• **WHAT NEEDS TO BE DONE**:
Starting at the first line of the data below, repeat each line word for word up to and including the line with "box: [624, 0, 640, 189]".
[[ TASK INPUTS, beginning ]]
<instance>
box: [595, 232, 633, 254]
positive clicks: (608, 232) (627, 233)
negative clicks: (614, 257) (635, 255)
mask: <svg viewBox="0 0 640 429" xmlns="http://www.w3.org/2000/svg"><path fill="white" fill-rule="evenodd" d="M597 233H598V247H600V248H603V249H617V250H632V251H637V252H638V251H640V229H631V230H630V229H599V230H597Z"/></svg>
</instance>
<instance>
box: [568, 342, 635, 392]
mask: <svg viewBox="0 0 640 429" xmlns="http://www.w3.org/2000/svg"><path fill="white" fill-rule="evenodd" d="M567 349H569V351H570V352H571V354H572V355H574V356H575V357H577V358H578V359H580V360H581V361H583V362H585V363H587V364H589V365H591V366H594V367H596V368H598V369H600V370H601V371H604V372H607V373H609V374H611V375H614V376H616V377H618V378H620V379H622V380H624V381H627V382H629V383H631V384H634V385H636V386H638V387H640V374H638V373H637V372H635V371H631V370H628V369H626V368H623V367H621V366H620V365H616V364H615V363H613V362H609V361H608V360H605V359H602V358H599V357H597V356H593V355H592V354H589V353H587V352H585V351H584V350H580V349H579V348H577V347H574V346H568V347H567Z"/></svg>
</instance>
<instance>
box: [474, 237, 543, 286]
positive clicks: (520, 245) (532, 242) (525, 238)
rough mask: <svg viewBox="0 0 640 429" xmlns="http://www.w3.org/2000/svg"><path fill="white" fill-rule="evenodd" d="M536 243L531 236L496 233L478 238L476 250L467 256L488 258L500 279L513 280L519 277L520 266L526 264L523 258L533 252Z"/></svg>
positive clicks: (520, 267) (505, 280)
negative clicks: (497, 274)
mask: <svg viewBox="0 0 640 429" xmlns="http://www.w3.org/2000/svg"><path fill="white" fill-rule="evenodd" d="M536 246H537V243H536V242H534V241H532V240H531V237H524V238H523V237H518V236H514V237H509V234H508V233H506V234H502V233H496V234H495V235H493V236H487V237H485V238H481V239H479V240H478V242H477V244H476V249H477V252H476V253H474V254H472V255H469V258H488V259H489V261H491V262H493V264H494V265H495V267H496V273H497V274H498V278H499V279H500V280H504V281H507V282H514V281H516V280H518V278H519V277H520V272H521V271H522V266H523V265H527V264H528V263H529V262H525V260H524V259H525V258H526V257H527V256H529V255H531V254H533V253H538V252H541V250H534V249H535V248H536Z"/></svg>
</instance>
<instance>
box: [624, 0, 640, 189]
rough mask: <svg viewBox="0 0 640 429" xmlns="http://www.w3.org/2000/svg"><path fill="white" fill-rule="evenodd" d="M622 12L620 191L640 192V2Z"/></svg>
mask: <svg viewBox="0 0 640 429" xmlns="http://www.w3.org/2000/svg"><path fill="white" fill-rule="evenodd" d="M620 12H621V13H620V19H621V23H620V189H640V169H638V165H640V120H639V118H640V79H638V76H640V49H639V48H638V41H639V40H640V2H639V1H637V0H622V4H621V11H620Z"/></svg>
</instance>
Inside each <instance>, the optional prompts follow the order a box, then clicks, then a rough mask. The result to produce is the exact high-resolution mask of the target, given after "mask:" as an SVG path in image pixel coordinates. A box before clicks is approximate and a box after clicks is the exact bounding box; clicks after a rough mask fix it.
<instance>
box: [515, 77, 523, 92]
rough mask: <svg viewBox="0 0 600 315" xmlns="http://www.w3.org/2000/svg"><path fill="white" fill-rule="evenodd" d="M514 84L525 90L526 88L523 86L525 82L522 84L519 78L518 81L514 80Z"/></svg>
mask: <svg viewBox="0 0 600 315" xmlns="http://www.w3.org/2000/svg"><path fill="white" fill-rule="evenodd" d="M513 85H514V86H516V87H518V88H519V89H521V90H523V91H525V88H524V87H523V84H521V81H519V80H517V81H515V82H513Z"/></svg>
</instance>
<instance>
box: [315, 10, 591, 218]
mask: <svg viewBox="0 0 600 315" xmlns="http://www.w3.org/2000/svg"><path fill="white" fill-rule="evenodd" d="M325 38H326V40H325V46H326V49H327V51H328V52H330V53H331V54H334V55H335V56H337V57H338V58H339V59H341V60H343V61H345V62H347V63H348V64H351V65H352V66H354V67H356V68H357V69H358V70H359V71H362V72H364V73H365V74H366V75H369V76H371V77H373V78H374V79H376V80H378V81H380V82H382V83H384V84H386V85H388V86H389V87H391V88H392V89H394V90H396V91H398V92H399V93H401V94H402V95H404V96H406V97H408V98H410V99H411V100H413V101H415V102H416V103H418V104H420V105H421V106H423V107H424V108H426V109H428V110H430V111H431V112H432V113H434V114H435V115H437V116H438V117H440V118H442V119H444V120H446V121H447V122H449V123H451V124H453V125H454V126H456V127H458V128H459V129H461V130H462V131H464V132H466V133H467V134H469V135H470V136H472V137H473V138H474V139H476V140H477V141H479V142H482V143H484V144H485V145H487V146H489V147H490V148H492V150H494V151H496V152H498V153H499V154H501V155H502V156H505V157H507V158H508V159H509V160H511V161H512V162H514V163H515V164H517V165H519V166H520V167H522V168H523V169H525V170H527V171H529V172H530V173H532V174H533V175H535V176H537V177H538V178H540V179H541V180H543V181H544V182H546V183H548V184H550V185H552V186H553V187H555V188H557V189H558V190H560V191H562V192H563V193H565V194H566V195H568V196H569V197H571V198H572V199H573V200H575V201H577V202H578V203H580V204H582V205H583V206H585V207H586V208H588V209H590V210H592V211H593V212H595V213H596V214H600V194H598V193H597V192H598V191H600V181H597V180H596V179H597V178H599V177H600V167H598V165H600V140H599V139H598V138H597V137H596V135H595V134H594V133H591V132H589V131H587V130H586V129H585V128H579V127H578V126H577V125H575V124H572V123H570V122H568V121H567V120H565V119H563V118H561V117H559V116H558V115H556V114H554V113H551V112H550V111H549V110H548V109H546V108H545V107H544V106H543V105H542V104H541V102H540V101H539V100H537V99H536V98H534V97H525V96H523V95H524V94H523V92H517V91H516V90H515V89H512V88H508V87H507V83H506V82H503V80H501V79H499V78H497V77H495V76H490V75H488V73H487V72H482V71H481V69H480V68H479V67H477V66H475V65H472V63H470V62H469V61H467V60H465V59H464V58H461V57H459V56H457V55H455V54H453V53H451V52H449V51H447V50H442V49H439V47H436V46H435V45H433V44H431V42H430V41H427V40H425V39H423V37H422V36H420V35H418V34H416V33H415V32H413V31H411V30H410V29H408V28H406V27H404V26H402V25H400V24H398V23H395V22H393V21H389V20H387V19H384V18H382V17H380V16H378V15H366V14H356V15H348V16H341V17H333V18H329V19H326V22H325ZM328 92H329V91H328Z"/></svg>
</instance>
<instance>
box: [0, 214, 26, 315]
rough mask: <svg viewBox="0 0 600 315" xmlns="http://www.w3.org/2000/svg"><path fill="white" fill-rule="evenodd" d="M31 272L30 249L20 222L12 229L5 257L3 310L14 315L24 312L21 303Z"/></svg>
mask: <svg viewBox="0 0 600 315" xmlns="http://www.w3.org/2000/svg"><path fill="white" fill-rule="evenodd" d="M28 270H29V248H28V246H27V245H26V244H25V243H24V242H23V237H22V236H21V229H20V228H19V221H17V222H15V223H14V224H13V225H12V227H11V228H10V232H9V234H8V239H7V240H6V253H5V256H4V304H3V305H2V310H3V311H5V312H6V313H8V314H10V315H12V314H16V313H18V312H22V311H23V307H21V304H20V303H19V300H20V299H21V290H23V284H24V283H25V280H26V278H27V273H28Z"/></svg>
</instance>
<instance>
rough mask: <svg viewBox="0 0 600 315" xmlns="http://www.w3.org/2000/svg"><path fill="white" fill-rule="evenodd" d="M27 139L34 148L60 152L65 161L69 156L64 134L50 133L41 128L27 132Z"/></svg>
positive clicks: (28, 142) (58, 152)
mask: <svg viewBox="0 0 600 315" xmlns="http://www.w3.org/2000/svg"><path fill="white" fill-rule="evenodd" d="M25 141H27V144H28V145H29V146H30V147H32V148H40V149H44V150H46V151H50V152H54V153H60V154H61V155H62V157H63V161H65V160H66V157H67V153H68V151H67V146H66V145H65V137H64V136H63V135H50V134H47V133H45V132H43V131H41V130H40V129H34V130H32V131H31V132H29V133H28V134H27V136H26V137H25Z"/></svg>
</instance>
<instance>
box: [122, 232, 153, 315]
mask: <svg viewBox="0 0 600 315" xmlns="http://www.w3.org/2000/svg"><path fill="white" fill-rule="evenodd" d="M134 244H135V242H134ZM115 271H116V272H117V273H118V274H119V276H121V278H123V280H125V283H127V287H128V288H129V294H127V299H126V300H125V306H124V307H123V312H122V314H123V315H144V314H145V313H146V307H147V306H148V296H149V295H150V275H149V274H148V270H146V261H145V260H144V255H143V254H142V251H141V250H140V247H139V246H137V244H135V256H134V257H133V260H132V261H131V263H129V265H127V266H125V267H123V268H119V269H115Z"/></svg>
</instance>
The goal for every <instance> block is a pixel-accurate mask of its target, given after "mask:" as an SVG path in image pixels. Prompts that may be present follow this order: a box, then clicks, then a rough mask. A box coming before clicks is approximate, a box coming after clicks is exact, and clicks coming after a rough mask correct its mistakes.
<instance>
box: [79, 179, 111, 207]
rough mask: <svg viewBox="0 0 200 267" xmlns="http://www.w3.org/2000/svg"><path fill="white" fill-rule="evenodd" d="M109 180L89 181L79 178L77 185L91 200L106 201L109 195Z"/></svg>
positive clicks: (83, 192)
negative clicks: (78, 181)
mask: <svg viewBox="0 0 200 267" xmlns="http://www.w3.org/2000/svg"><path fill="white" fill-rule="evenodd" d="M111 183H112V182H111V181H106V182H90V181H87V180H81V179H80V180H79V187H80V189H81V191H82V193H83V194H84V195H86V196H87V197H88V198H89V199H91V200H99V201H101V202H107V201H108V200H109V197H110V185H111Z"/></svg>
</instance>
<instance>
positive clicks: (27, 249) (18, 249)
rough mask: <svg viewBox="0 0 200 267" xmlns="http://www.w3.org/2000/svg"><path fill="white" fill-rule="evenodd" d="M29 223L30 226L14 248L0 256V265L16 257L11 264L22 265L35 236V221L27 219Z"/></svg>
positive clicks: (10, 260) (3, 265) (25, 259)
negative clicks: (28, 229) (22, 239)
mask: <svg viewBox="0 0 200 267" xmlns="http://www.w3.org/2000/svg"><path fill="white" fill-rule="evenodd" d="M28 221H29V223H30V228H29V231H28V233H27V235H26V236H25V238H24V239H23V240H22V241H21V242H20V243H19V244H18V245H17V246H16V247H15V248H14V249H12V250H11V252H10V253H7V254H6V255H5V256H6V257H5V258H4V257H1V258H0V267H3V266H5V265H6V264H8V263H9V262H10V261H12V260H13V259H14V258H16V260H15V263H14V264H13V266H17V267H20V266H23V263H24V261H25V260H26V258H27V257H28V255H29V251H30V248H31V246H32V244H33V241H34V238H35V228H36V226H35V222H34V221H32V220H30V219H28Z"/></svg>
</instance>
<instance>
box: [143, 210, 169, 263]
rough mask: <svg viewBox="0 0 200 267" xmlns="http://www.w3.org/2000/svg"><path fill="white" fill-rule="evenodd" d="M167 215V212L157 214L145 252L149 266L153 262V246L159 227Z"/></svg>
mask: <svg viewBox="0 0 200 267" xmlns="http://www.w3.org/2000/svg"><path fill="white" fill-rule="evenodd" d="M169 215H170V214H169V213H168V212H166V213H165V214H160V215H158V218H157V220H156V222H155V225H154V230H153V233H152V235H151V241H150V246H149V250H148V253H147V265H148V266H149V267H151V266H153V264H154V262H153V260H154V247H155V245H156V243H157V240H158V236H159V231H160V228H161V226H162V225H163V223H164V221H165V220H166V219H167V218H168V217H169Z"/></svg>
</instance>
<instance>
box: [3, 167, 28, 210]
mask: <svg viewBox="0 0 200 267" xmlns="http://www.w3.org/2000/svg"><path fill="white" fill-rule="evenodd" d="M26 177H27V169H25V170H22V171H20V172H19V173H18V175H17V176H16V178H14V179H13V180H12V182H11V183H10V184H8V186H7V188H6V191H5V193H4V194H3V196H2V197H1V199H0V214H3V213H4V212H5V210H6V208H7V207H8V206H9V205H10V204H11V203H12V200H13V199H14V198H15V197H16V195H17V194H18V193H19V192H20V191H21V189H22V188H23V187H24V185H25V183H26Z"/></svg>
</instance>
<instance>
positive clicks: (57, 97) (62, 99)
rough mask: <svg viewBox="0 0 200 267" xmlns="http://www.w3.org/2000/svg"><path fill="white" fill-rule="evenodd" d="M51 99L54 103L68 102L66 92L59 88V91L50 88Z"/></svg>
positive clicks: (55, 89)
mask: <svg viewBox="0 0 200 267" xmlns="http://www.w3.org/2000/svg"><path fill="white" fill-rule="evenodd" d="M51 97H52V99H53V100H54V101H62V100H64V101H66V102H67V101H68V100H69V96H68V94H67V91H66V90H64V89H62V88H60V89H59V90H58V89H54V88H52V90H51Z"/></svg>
[[ TASK INPUTS, end ]]
• **SOLVED PROBLEM**:
<instance>
box: [595, 232, 633, 254]
positive clicks: (608, 232) (627, 233)
negative clicks: (614, 257) (635, 255)
mask: <svg viewBox="0 0 640 429" xmlns="http://www.w3.org/2000/svg"><path fill="white" fill-rule="evenodd" d="M597 233H598V247H600V248H603V249H617V250H632V251H637V252H638V251H640V229H631V230H630V229H599V230H597Z"/></svg>
</instance>
<instance>
box: [568, 342, 635, 392]
mask: <svg viewBox="0 0 640 429" xmlns="http://www.w3.org/2000/svg"><path fill="white" fill-rule="evenodd" d="M567 349H569V351H570V352H571V354H572V355H574V356H575V357H577V358H578V359H580V360H581V361H583V362H585V363H587V364H589V365H591V366H594V367H596V368H598V369H600V370H601V371H604V372H607V373H609V374H611V375H614V376H616V377H618V378H620V379H622V380H624V381H627V382H629V383H631V384H634V385H636V386H638V387H640V374H638V373H637V372H635V371H631V370H628V369H626V368H623V367H621V366H620V365H616V364H615V363H613V362H609V361H608V360H605V359H602V358H599V357H597V356H593V355H592V354H589V353H587V352H585V351H584V350H580V349H579V348H577V347H574V346H568V347H567Z"/></svg>
</instance>
<instance>
box: [474, 237, 543, 286]
positive clicks: (520, 245) (532, 242) (525, 238)
rough mask: <svg viewBox="0 0 640 429" xmlns="http://www.w3.org/2000/svg"><path fill="white" fill-rule="evenodd" d="M536 243L531 236L496 233L478 238L476 250L467 256L488 258L500 279L513 280L519 277L520 266L526 264L523 258L533 252Z"/></svg>
positive clicks: (520, 267) (505, 280)
negative clicks: (497, 274)
mask: <svg viewBox="0 0 640 429" xmlns="http://www.w3.org/2000/svg"><path fill="white" fill-rule="evenodd" d="M536 246H537V243H536V242H534V241H532V240H531V237H524V238H523V237H518V236H514V237H509V234H508V233H506V234H502V233H496V234H495V235H493V236H487V237H485V238H481V239H479V240H478V242H477V244H476V249H477V252H476V253H474V254H472V255H469V258H488V259H489V261H491V262H493V264H494V265H495V267H496V273H497V274H498V278H499V279H500V280H504V281H507V282H514V281H516V280H518V278H519V277H520V272H521V271H522V266H523V265H527V264H528V263H529V262H525V260H524V259H525V258H526V257H527V256H529V255H531V254H533V253H538V252H541V250H534V249H535V248H536Z"/></svg>
</instance>
<instance>
box: [624, 0, 640, 189]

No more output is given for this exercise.